+++ TEXT SHOWN

Designed as an intergenerational community where older residents grow food, share meals, and live independently within reach of assistance. Home Farm collapses the usual binary between “the cared for” and “the carer.”
Here, the architecture is the caregiver. Gardens, dining halls, and shaded walkways replace clinics and corridors.
Both projects address a shared anxiety of modern life: isolation, whether through too much independence or too much dependence.
They propose different but complementary responses:
Alone Together restores connection to solitude.
Home Farm restores dignity to dependency.
Together they form a new typology for the contemporary city a continuum of living that acknowledges how human needs shift not just with age, but with circumstance.
from gutenberg to gpt: the great levelling
To understand these architectures, it helps to look beyond buildings.
Technological revolutions have always redefined the conditions of being human.
When Gutenberg’s press appeared in the fifteenth century, it liberated knowledge from the few and gave it to the many. The printed word became the first mass technology of thought. It taught us to read and in doing so, changed what it meant to think.
AI is our modern equivalent. It dismantles the scarcity of expertise, automating skills once thought uniquely human, writing, drawing, reasoning. It is an extraordinary leveller: as the Gutenberg’s press democratised literacy, AI democratizes cognition.
But this levelling comes at a cost. When intelligence becomes abundant, attention becomes scarce.

++++++

(PROMPT A) Quote the Home Farm passage word for word, beginning at "Technological revolutions have" and stopping after "meant to think.".
(PROMPT B) Write the next part of the Home Farm passage, picking up after its final sentence.

+++ DATA FOR ANALYSIS

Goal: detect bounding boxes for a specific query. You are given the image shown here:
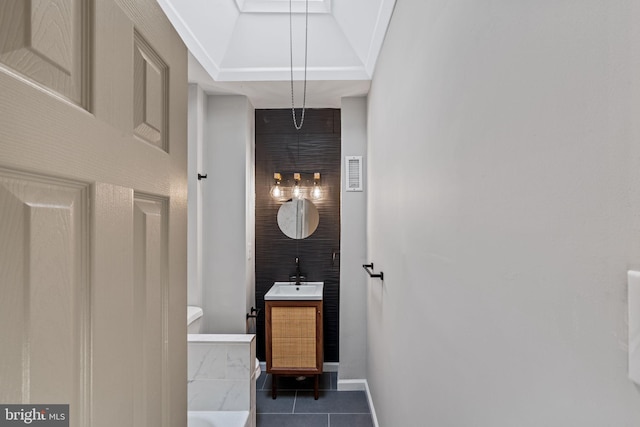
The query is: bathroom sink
[264,282,324,301]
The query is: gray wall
[338,97,367,385]
[367,0,640,427]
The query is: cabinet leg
[271,374,278,399]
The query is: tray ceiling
[157,0,395,106]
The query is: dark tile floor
[256,372,373,427]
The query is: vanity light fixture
[291,173,303,199]
[269,172,322,201]
[311,172,322,200]
[271,172,284,200]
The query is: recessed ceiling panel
[235,0,331,13]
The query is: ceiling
[157,0,395,108]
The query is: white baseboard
[338,379,379,427]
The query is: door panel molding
[0,168,91,425]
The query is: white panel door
[0,0,187,427]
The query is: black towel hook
[362,263,384,281]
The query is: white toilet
[187,305,202,334]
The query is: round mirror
[278,199,320,239]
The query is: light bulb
[291,182,302,199]
[271,182,283,200]
[311,182,322,199]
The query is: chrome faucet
[291,257,305,285]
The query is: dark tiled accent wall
[255,109,341,362]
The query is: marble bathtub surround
[187,334,256,426]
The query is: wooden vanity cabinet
[265,301,324,399]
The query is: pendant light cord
[289,0,309,130]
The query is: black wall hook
[362,263,384,281]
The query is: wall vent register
[345,156,362,191]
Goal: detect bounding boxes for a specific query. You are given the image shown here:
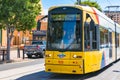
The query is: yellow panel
[70,52,84,59]
[45,59,53,64]
[84,51,102,73]
[54,51,70,59]
[45,65,83,74]
[53,59,70,65]
[45,51,53,58]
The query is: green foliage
[0,0,41,31]
[76,0,102,11]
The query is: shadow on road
[16,66,110,80]
[16,59,120,80]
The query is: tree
[0,0,41,60]
[76,0,102,11]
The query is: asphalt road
[0,59,120,80]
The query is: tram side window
[84,22,90,50]
[100,27,109,48]
[84,14,98,50]
[92,26,97,49]
[116,34,120,47]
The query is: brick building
[104,11,120,24]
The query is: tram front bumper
[45,59,84,74]
[45,65,83,74]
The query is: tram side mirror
[90,19,95,31]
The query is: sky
[41,0,120,15]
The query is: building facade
[104,11,120,24]
[0,0,47,46]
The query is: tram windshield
[47,14,81,50]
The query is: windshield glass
[47,14,81,50]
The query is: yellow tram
[45,5,120,74]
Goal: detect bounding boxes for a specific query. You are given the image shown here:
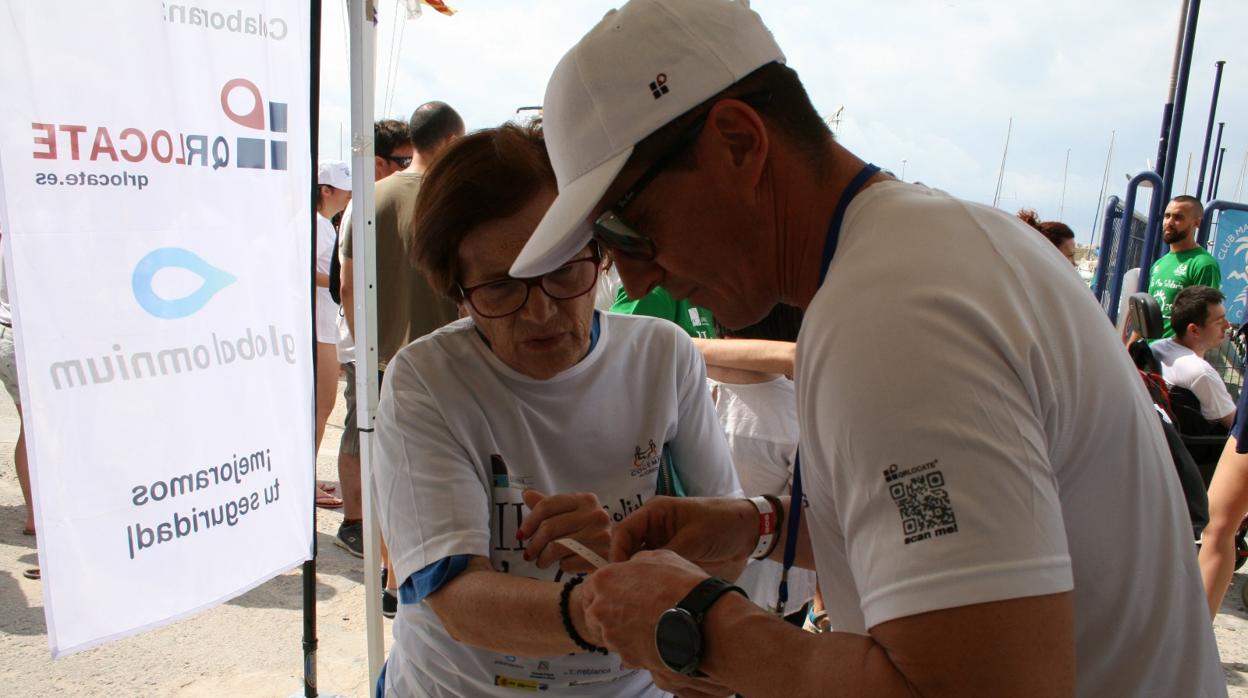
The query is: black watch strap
[676,577,750,626]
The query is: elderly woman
[373,125,740,697]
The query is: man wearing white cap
[512,0,1226,697]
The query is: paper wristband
[750,497,776,559]
[555,538,607,568]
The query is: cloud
[321,0,1248,240]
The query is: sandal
[316,484,342,509]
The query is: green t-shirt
[612,286,719,340]
[1148,247,1222,337]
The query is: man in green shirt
[1148,195,1222,337]
[612,286,719,340]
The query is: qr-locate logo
[650,72,671,99]
[884,460,957,546]
[130,247,236,320]
[30,77,290,172]
[221,77,287,170]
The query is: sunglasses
[382,155,412,170]
[593,91,771,262]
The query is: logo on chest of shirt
[629,438,663,477]
[884,458,957,546]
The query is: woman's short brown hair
[412,124,555,301]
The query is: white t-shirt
[373,313,740,697]
[706,376,815,613]
[796,182,1227,697]
[316,214,338,345]
[1151,338,1236,422]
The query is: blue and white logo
[131,247,237,320]
[1214,211,1248,325]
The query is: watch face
[654,608,701,674]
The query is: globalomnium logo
[47,325,296,391]
[30,77,288,170]
[130,247,236,320]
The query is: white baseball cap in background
[316,160,351,191]
[512,0,785,277]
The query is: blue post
[1196,199,1248,247]
[1127,172,1163,292]
[1092,196,1118,306]
[1209,147,1227,199]
[1108,172,1161,323]
[1196,61,1227,199]
[1158,0,1201,204]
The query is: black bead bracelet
[559,577,607,654]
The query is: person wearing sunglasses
[372,125,743,698]
[333,101,464,561]
[510,0,1227,697]
[373,119,416,182]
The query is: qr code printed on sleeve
[884,460,957,546]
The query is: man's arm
[1218,412,1236,430]
[694,338,797,377]
[580,551,1075,698]
[701,592,1075,697]
[424,556,602,657]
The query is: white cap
[316,160,351,191]
[512,0,785,278]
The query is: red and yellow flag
[421,0,456,16]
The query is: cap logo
[650,72,670,99]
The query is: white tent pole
[348,0,386,686]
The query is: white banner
[0,0,314,656]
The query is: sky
[318,0,1248,242]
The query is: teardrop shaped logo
[131,247,237,320]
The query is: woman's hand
[517,489,612,572]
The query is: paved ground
[0,386,1248,698]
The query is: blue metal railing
[1092,196,1118,307]
[1114,172,1164,297]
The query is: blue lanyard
[776,164,880,616]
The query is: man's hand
[580,551,706,674]
[517,489,612,572]
[610,497,759,567]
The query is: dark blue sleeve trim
[398,554,472,603]
[1231,386,1248,453]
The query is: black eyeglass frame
[593,91,771,262]
[381,155,414,170]
[456,242,603,320]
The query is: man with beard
[1148,194,1222,338]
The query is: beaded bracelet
[559,577,607,654]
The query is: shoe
[316,486,342,509]
[382,589,398,618]
[333,523,364,557]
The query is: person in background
[610,286,719,340]
[694,305,822,617]
[510,0,1227,698]
[1149,285,1236,433]
[333,101,464,616]
[1018,209,1075,266]
[1201,390,1248,619]
[0,227,40,579]
[372,125,741,698]
[316,160,351,508]
[1148,194,1222,337]
[329,119,416,618]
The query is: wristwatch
[654,577,749,677]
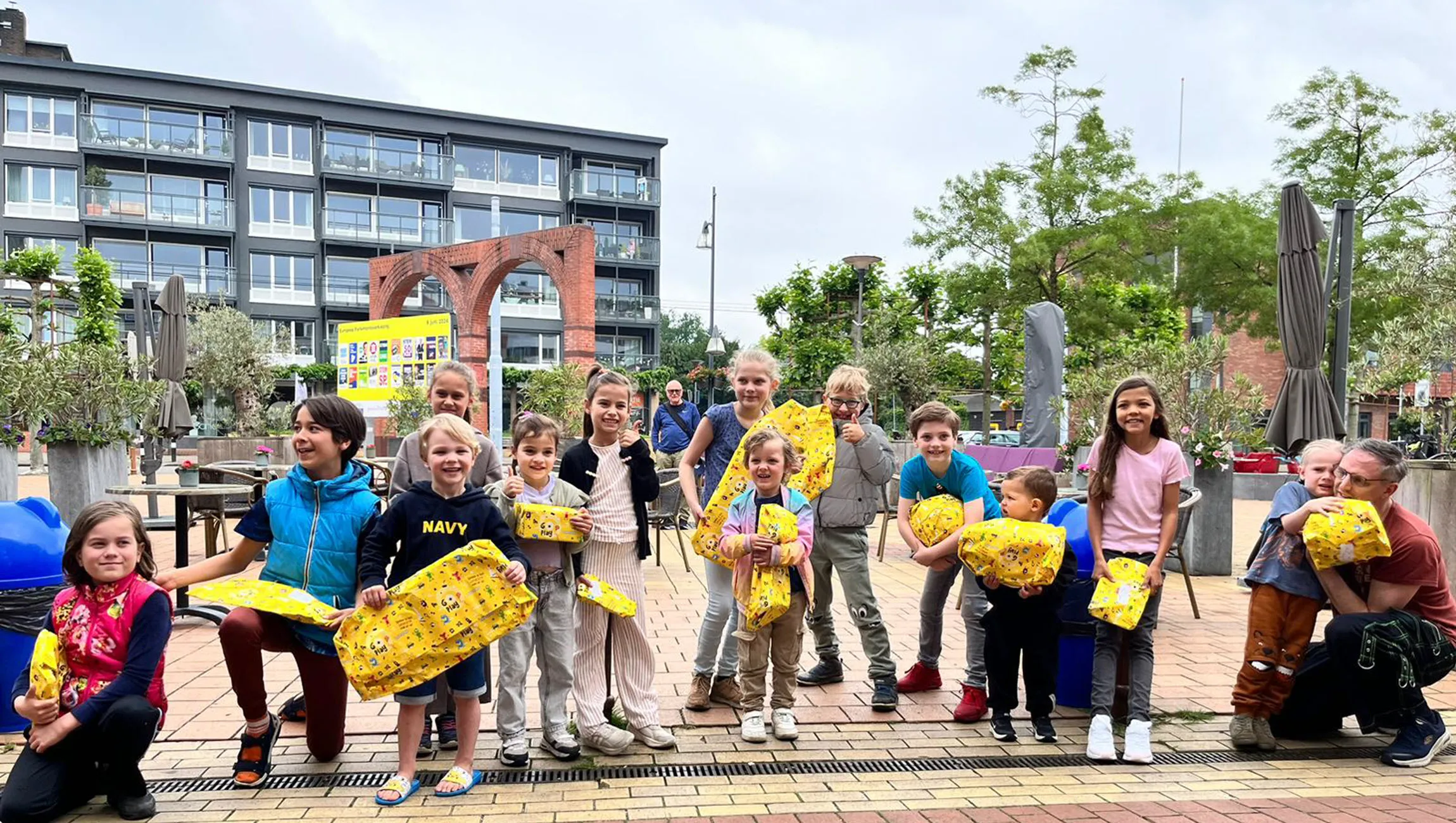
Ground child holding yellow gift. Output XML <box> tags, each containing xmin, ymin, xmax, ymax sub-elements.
<box><xmin>360</xmin><ymin>413</ymin><xmax>529</xmax><ymax>805</ymax></box>
<box><xmin>719</xmin><ymin>428</ymin><xmax>814</xmax><ymax>743</ymax></box>
<box><xmin>1088</xmin><ymin>377</ymin><xmax>1188</xmax><ymax>763</ymax></box>
<box><xmin>976</xmin><ymin>466</ymin><xmax>1077</xmax><ymax>743</ymax></box>
<box><xmin>485</xmin><ymin>411</ymin><xmax>591</xmax><ymax>768</ymax></box>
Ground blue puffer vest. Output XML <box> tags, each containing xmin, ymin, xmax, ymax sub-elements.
<box><xmin>258</xmin><ymin>460</ymin><xmax>380</xmax><ymax>654</ymax></box>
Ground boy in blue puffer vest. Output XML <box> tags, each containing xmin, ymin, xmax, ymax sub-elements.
<box><xmin>157</xmin><ymin>395</ymin><xmax>380</xmax><ymax>788</ymax></box>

++++++

(WRITTEN REPLY A)
Technological revolutions have always redefined the conditions of being human.
When Gutenberg’s press appeared in the fifteenth century, it liberated knowledge from the few and gave it to the many. The printed word became the first mass technology of thought. It taught us to read and in doing so, changed what it meant to think.

(WRITTEN REPLY B)
In a world that can simulate almost everything, the analogue, the unrepeatable, the slow and perhaps what is felt becomes our last true luxury.
THE LAST ANALOGUE
Architecture, like love, is stubbornly analogue.
It cannot be digitised without losing its meaning. It requires touch, time, and weather. It demands the friction that algorithms try to erase.
That is why, in the age of AI, architecture matters more, not less. It holds the sensory ground on which empathy survives. It reminds us that belonging begins not in data, but in presence, in the warmth of a chair in the sun, in the rhythm of a neighbour’s footsteps, in the shared act of tending something that grows.
Home Farm and Alone Together are not simply typologies for living; they are acts of resistance. They protect what cannot be flattened: slowness, care, proximity, grace.
They remind us that architecture’s task is not to predict the future, but to humanise it.
If Gutenberg gave humanity the power to read, and AI gives us the power to reason, architecture must teach us once again how to feel how to dwell in a world that thinks too quickly, and touches too little.